Return the rows below verbatim, from the first line through the line that contains "0 150 L 199", with both of those lines included.

Data rows
╔══

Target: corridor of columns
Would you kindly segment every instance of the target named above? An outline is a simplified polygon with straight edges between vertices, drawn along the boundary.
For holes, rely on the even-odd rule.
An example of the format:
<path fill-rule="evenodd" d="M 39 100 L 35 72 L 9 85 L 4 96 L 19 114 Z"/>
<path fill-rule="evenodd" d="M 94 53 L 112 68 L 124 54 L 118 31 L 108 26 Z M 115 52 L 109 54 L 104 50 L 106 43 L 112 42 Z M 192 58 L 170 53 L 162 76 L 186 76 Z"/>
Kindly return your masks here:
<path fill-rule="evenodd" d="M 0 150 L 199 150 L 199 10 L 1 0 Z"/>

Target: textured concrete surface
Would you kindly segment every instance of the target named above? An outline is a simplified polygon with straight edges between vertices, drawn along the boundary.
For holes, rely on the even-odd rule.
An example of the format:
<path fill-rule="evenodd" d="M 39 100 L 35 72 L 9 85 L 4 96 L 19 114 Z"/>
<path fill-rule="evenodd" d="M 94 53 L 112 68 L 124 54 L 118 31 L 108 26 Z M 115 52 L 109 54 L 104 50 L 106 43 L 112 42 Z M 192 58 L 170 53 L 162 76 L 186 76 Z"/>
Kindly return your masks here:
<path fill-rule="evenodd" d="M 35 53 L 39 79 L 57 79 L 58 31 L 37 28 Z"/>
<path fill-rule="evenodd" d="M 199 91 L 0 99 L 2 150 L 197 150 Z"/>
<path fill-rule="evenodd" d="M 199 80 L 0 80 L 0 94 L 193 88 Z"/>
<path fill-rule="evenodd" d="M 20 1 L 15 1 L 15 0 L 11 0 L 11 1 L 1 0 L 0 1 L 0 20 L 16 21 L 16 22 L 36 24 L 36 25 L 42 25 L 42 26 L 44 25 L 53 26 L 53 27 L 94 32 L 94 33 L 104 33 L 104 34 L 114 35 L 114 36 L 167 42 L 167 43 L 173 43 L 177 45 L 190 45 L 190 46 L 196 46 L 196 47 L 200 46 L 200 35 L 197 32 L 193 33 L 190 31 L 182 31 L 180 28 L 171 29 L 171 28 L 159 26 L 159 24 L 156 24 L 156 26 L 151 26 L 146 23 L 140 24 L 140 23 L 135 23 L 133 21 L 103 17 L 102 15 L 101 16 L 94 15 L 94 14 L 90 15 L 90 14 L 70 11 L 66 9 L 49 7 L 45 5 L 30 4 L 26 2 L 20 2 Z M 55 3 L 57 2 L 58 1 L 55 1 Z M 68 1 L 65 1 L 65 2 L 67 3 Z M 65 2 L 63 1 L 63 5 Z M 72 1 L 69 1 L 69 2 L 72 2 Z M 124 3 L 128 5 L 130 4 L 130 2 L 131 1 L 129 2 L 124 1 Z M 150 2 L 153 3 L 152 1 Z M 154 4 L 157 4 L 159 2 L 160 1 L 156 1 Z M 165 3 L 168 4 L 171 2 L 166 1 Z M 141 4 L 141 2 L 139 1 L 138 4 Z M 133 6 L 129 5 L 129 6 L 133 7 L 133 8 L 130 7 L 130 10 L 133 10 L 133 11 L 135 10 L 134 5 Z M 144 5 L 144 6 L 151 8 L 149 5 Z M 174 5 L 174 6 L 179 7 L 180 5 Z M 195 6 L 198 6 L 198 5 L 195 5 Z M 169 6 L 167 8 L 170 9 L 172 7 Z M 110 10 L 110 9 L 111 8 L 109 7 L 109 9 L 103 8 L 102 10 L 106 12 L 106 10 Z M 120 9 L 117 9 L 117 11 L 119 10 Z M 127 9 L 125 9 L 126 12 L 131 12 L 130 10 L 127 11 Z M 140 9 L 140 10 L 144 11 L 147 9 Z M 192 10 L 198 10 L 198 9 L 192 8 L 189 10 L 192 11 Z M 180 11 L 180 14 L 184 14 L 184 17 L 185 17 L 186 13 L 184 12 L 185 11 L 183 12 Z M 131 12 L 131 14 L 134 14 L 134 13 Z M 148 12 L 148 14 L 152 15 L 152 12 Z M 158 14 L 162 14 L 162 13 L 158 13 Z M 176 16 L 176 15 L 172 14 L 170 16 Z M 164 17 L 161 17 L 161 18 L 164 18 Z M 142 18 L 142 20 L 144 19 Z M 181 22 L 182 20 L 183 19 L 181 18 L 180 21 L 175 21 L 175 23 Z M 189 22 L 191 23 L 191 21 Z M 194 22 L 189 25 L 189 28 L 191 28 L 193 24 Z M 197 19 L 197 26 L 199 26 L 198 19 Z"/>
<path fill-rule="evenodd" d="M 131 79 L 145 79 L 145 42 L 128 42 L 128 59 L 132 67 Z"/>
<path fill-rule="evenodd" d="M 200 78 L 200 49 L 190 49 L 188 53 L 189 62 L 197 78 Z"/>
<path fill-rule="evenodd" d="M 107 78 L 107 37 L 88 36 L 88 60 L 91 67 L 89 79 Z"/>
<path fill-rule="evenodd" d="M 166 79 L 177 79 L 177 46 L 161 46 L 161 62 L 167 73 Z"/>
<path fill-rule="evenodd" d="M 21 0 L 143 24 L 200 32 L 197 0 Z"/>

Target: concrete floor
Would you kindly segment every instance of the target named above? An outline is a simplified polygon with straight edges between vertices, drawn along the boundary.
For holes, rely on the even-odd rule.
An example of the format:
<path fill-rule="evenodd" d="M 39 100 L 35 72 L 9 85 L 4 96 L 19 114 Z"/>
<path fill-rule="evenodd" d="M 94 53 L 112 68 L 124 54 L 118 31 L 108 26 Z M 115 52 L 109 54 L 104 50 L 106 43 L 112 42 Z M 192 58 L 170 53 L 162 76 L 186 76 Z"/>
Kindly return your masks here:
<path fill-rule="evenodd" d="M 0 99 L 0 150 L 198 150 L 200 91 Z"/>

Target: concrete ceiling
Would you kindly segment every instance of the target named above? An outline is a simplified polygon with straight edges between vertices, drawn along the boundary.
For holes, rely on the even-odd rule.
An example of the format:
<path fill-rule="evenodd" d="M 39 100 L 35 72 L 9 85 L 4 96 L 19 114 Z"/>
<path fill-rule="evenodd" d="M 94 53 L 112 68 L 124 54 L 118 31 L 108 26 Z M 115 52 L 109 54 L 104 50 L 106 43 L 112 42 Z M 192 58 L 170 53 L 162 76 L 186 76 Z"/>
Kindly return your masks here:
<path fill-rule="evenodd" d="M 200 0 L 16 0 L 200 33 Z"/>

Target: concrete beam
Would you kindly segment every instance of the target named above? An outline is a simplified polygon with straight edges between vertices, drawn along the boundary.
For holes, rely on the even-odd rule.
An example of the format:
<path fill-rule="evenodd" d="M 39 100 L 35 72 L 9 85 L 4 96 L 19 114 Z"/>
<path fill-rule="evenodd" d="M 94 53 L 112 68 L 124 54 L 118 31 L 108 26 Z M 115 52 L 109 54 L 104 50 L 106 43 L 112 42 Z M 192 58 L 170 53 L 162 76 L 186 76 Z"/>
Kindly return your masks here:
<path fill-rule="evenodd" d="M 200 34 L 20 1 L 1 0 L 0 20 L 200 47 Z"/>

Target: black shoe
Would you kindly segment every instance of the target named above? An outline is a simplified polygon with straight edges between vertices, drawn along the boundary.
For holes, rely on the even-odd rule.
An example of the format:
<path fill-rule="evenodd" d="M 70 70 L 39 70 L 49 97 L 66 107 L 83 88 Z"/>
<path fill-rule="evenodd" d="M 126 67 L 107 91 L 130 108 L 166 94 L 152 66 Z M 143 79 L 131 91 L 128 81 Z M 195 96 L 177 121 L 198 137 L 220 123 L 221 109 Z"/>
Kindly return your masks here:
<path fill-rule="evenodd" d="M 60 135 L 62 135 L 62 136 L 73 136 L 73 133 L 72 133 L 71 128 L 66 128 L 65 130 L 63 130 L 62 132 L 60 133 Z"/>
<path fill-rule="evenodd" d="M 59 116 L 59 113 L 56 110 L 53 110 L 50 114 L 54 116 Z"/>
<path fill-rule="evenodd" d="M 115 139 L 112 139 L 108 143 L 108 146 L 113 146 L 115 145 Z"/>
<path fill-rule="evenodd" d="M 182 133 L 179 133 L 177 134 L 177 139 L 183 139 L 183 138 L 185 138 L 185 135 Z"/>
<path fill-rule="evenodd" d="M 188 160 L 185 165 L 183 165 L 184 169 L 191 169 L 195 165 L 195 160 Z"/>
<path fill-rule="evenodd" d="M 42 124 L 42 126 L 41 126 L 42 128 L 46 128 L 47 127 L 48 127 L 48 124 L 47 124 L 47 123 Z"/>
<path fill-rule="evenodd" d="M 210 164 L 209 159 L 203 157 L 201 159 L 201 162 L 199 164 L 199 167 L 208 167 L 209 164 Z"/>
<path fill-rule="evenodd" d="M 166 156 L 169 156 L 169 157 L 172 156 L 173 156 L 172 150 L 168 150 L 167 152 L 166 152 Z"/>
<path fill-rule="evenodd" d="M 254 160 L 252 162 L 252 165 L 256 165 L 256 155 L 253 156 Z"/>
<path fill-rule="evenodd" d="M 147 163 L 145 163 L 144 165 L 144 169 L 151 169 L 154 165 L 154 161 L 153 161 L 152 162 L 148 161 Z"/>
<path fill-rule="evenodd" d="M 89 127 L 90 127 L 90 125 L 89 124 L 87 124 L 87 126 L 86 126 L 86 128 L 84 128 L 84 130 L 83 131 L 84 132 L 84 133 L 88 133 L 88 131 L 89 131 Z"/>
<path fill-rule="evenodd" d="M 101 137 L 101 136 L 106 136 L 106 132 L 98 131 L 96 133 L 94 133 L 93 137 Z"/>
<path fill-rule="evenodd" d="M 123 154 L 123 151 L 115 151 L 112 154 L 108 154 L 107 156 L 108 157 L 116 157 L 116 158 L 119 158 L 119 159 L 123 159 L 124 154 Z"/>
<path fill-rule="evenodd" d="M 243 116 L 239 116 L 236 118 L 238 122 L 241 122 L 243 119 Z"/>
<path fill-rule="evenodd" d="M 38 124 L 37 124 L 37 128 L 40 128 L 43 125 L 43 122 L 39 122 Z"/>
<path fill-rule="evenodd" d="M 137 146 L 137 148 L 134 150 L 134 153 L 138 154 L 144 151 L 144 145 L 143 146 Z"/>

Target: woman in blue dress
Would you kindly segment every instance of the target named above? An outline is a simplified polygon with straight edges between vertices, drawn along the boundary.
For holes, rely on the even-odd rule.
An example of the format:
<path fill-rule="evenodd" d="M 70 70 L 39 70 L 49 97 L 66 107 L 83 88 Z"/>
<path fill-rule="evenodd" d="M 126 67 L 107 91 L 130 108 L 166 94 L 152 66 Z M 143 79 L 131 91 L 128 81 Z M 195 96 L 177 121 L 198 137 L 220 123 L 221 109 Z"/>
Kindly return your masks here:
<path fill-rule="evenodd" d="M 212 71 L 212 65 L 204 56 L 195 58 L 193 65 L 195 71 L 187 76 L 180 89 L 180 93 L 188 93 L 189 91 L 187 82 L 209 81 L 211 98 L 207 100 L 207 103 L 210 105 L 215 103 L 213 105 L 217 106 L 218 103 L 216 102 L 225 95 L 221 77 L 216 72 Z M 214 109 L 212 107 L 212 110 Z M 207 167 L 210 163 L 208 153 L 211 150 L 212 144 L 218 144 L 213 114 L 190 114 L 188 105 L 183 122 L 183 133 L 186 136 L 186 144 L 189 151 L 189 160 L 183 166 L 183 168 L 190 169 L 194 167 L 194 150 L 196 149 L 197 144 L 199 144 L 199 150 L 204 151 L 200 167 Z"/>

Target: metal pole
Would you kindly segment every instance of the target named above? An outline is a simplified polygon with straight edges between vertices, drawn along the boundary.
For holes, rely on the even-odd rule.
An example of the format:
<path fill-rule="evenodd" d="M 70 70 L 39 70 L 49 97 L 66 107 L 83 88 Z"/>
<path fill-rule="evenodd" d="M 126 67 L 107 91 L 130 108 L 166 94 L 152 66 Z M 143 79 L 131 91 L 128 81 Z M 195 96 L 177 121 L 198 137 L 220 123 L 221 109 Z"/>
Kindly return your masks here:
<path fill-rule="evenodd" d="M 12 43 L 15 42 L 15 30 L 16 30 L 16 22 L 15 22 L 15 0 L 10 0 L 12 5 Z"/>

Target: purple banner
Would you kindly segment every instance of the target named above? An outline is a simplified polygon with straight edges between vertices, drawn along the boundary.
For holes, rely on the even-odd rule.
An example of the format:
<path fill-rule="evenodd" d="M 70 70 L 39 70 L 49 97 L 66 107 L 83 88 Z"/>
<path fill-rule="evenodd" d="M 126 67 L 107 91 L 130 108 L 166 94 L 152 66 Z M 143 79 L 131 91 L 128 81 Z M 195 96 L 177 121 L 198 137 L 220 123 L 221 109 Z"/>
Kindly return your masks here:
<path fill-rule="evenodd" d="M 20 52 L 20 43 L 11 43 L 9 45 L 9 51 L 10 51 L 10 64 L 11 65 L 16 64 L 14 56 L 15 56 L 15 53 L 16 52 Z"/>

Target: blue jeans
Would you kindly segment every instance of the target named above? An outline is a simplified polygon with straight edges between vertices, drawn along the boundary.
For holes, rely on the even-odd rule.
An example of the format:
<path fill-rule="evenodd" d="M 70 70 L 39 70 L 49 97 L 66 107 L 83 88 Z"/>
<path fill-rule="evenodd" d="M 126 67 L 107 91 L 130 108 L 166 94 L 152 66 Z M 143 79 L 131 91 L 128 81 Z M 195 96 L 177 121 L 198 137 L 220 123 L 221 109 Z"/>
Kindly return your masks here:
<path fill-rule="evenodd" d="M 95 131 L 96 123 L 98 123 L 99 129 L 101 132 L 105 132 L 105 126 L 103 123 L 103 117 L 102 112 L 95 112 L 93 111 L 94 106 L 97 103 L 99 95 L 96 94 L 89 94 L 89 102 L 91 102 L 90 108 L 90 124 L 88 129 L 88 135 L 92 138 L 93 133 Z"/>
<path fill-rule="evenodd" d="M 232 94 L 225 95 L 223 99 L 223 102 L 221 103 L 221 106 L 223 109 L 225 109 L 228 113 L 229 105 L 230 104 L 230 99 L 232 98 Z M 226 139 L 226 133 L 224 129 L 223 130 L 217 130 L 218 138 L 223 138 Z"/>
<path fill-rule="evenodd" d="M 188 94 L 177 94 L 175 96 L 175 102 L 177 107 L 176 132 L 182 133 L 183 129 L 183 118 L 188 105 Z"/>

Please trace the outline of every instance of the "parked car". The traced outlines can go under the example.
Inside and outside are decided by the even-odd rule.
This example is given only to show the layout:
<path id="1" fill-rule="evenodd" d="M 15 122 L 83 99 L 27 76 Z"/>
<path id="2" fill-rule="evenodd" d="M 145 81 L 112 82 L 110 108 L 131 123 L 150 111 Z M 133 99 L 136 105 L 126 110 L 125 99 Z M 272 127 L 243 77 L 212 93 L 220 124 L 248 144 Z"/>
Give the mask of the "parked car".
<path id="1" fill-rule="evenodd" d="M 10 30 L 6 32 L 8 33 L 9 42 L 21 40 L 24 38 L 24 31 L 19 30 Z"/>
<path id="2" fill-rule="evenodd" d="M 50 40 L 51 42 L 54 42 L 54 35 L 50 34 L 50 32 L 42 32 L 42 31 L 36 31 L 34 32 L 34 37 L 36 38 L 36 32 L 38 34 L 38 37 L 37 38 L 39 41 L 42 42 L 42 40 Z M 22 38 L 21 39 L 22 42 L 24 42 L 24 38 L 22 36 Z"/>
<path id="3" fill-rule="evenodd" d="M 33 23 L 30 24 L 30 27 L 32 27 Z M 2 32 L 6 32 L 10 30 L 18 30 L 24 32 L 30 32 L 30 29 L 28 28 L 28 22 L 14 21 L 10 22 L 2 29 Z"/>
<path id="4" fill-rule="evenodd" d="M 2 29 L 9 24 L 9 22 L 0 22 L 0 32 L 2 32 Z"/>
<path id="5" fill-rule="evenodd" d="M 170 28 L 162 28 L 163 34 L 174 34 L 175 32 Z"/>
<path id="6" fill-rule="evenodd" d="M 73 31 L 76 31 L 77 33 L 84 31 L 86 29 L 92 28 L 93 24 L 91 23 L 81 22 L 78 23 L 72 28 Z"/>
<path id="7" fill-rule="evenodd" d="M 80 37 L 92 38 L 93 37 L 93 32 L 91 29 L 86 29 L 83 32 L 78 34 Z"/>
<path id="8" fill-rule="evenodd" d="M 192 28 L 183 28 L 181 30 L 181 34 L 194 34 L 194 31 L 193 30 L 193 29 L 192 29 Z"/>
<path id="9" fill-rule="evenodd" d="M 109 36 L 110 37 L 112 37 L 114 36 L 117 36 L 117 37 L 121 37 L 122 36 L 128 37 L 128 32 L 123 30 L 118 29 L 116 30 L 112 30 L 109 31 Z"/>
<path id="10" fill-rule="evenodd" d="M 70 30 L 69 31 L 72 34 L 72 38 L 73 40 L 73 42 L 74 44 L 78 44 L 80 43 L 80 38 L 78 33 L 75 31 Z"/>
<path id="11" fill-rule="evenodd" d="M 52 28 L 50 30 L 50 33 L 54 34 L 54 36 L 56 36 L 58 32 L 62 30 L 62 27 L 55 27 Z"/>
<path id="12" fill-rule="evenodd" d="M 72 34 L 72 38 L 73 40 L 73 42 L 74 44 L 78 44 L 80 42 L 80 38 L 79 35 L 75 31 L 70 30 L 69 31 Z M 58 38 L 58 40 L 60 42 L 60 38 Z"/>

╚══

Result for this task:
Target: corridor of columns
Would you kindly segment every instance of the target named above? An outline is a simplified polygon with straight edges between vertices, drawn along the boundary.
For holes, rely on the even-odd rule.
An example of the format:
<path fill-rule="evenodd" d="M 39 100 L 35 72 L 9 85 L 4 96 L 19 114 Z"/>
<path fill-rule="evenodd" d="M 94 53 L 112 68 L 124 54 L 118 31 L 108 26 Z M 115 52 L 109 54 L 104 50 L 106 43 L 112 42 Z M 192 58 L 170 53 L 162 76 L 186 76 Z"/>
Kindly return your masks here:
<path fill-rule="evenodd" d="M 0 150 L 199 150 L 199 10 L 1 0 Z"/>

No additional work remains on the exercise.